▸ Extrait fourni:
# # #

Est-ce pour nous faire plaisir que nous essayons parfois d’aider notre prochain, ou est-ce réellement le signe d’un amour gratuit ?

Un discours quelque peu délétère affirme que ceux qui pratiquent la charité le font parce qu’ils y trouvent un intérêt… Ce discours sert souvent de justificatif à ceux qui le tiennent et qui ne font rien pour aider leur prochain dans le besoin. Le problème posé est l’intérêt que l’on trouve à pratiquer la charité. Tout le monde, d’une manière ou d’une autre, un jour ou l’autre, a vécu des moments de partage sans se poser la question de savoir quel intérêt il y trouvait.

Il n’en demeure pas moins vrai que la charité demande toujours un investissement de temps, d’énergie et de finance. Le bon Samaritain de la parabole s’arrête (temps investi), soigne (énergie investie), et paie l’aubergiste (finance investie). La question demeure donc : y a-t-il un intérêt personnel à pratiquer la charité ? Derrière un acte altruiste, n’y a-t-il pas une forme d’égoïsme caché ?

« Dieu est amour », cette affirmation de la première lettre de Jean résume l’ensemble du message des Écritures ; de l’acte créateur dans la Genèse à la démarche de Jésus-Christ. Certes, Dieu est Dieu et se suffit à luimême et l’amour de Dieu affirme une gratuité absolue. La démarche de Dieu révélée dans la Bible montre donc une grande cohérence avec l’affirmation johannique. L’amour sans geste pour le prochain ne reste au mieux qu’un sentiment.

# # #

▸ Consignes:
**a)** Les affirmations suivantes concordent-elles avec le texte sur la charité ? (i) Dans la parabole, le bon Samaritain paie l’aubergiste. (ii) Le texte attribue l’affirmation « Dieu est amour » à l’Évangile de Matthieu. (iii) D’après le texte, la charité ne demande jamais d’investissement de temps. Répondez par oui ou non à chacune, en citant les mots du texte qui tranchent.
**b)** Citez le passage du texte sur la charité qui commence par « Il n’en demeure » et se poursuit jusqu’à « mieux qu’un sentiment. ».

# # #

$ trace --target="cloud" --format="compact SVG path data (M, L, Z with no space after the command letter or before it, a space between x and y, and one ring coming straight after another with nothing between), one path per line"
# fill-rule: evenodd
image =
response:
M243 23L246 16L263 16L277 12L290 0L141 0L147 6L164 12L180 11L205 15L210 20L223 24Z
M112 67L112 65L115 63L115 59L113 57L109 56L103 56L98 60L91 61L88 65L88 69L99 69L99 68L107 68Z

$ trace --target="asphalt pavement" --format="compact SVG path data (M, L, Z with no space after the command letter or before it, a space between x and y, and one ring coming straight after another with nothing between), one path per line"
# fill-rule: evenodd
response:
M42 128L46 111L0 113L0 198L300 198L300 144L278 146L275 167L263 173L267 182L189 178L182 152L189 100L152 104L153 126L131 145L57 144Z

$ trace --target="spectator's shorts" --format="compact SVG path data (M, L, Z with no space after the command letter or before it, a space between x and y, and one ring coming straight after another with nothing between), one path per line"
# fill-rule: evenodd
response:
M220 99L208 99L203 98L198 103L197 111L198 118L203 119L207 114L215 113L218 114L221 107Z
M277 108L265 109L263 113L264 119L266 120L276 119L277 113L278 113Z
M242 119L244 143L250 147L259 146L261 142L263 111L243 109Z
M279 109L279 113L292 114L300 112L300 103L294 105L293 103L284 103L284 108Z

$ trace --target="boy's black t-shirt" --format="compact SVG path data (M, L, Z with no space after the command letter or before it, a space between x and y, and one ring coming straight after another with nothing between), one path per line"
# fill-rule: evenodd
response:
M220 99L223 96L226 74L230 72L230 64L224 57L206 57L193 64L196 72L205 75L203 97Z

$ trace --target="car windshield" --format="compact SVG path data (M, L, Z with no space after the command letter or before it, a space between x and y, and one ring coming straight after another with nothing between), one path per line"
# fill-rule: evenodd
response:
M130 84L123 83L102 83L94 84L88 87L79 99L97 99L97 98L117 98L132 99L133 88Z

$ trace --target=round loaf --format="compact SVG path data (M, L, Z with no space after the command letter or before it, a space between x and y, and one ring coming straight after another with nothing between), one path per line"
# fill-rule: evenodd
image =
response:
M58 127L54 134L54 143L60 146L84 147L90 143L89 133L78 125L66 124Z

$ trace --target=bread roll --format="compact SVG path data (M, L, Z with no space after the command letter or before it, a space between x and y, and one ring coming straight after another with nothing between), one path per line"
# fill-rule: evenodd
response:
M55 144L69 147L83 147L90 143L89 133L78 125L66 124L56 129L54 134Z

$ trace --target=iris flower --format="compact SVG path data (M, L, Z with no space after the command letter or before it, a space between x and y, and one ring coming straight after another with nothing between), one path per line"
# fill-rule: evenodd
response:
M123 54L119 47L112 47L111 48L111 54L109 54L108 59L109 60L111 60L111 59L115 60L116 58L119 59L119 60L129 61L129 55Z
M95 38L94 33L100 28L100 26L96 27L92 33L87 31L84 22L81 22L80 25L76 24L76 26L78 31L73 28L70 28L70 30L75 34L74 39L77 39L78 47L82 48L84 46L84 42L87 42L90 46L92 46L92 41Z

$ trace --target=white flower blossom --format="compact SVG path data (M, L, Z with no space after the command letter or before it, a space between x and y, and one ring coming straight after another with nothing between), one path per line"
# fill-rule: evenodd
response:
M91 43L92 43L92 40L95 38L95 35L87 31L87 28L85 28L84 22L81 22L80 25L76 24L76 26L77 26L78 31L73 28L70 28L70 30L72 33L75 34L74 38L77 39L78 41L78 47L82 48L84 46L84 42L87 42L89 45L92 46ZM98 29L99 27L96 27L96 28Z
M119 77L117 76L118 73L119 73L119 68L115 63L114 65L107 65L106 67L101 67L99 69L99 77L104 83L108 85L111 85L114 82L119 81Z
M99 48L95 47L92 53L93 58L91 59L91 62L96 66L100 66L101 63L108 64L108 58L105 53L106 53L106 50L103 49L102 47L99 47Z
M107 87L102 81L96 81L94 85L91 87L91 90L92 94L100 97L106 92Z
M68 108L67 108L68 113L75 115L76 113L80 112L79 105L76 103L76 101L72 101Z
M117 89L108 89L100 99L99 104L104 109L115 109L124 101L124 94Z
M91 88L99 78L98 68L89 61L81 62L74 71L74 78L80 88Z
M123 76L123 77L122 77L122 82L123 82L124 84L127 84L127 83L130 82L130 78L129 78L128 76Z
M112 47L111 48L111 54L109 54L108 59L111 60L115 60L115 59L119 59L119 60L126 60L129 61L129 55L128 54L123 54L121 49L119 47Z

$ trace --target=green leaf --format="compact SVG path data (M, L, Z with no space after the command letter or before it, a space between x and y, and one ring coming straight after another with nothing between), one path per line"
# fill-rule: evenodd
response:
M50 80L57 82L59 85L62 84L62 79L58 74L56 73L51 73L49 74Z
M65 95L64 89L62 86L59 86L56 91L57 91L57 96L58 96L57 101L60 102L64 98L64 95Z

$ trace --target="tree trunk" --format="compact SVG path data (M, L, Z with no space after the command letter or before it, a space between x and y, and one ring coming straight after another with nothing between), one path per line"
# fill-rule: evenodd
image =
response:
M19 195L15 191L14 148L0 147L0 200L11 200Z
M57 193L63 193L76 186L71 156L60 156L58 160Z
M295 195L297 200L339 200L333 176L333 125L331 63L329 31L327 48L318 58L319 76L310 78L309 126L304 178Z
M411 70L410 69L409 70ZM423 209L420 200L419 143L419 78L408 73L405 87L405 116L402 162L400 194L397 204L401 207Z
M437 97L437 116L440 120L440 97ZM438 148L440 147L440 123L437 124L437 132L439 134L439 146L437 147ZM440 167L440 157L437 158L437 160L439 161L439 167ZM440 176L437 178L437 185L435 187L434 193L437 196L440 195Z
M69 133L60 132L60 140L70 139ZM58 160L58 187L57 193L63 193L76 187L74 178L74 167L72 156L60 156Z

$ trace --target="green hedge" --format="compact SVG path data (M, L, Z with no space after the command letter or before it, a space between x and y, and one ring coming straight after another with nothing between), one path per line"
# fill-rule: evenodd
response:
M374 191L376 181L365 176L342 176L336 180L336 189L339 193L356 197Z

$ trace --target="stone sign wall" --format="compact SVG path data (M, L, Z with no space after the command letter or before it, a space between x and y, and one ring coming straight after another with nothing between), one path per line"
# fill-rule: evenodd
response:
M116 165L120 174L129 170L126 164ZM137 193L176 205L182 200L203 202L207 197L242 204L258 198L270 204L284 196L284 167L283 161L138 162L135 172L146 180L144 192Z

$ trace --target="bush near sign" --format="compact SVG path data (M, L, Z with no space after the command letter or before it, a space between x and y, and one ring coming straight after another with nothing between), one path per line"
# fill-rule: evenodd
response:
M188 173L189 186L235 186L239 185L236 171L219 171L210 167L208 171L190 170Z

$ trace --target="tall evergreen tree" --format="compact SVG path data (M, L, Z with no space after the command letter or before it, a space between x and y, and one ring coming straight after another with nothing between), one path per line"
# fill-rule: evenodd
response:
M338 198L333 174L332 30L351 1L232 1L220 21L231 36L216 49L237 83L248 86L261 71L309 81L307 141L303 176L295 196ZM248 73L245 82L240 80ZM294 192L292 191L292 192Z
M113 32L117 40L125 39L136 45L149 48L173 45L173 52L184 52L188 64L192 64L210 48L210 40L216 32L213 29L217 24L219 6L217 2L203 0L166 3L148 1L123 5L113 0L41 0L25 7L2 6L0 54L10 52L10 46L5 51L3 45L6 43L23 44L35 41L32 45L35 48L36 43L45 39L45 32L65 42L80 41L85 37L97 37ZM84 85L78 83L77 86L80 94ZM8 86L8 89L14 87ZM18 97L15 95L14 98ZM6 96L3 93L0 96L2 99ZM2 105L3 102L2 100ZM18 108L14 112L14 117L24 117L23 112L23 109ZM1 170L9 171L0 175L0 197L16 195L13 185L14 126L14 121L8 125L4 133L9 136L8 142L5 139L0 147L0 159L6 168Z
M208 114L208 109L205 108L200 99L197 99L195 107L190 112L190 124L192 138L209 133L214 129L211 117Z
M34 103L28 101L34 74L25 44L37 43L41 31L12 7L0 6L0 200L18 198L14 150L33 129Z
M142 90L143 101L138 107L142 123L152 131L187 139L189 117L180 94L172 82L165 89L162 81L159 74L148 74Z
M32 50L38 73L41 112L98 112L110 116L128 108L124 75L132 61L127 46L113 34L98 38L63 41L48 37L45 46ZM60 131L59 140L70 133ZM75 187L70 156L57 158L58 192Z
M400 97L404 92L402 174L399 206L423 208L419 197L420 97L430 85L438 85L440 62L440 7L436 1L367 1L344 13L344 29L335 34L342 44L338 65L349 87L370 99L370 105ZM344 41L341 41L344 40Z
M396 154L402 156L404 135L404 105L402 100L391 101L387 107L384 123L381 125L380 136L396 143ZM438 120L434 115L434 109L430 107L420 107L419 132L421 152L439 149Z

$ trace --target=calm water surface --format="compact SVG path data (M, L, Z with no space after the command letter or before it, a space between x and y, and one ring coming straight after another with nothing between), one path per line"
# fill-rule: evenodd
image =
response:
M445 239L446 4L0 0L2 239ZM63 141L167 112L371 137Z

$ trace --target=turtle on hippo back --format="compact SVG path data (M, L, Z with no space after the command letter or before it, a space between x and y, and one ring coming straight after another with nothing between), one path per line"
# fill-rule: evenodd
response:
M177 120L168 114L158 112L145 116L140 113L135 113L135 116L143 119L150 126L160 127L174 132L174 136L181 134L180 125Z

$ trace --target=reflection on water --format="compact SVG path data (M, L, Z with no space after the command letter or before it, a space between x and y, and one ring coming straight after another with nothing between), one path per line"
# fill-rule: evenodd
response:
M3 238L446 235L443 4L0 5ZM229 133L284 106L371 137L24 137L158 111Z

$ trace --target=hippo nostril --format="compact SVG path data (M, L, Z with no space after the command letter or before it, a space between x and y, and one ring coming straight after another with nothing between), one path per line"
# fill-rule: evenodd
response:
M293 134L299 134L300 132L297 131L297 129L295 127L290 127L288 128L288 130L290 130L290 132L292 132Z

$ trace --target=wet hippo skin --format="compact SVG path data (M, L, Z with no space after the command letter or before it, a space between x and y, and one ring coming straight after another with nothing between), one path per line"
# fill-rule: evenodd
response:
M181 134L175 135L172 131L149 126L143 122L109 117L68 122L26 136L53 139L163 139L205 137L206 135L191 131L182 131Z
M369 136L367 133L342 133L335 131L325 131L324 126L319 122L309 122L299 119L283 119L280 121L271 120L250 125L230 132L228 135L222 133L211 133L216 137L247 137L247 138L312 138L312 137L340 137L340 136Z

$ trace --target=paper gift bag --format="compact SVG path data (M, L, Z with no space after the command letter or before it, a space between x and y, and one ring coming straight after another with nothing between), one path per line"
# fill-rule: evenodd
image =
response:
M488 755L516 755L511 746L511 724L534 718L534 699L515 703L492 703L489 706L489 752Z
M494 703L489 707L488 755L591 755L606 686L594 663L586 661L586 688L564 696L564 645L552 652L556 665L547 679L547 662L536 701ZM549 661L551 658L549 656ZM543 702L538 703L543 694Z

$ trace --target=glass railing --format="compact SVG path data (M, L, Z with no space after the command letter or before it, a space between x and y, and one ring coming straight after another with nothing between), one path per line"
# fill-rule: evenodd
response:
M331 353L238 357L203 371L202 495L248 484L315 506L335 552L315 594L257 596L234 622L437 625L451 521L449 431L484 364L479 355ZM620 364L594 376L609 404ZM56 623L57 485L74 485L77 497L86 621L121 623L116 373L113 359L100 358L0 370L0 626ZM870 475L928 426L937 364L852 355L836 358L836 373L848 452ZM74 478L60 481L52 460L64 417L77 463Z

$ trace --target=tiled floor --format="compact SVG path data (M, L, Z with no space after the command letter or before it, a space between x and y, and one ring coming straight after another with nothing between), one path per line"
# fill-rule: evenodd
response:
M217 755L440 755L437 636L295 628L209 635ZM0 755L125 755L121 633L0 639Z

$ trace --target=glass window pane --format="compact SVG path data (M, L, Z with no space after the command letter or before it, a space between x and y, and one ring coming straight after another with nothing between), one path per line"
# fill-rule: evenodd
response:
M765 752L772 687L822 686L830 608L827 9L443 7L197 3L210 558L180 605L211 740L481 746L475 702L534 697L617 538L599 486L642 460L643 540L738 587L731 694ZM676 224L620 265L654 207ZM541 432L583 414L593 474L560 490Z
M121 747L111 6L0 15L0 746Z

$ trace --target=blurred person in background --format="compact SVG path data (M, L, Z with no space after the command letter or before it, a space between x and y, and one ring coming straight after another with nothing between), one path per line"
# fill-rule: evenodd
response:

# # #

▸ Corrigés:
**a)**
(i) Oui : « et paie l’aubergiste (finance investie) ».
(ii) Non : « cette affirmation de la première lettre de Jean ».
(iii) Non : « la charité demande toujours un investissement de temps, d’énergie et de finance ».

**b)**
Il n’en demeure pas moins vrai que la charité demande toujours un investissement de temps, d’énergie et de finance. Le bon Samaritain de la parabole s’arrête (temps investi), soigne (énergie investie), et paie l’aubergiste (finance investie). La question demeure donc : y a-t-il un intérêt personnel à pratiquer la charité ? Derrière un acte altruiste, n’y a-t-il pas une forme d’égoïsme caché ?

« Dieu est amour », cette affirmation de la première lettre de Jean résume l’ensemble du message des Écritures ; de l’acte créateur dans la Genèse à la démarche de Jésus-Christ. Certes, Dieu est Dieu et se suffit à luimême et l’amour de Dieu affirme une gratuité absolue. La démarche de Dieu révélée dans la Bible montre donc une grande cohérence avec l’affirmation johannique. L’amour sans geste pour le prochain ne reste au mieux qu’un sentiment.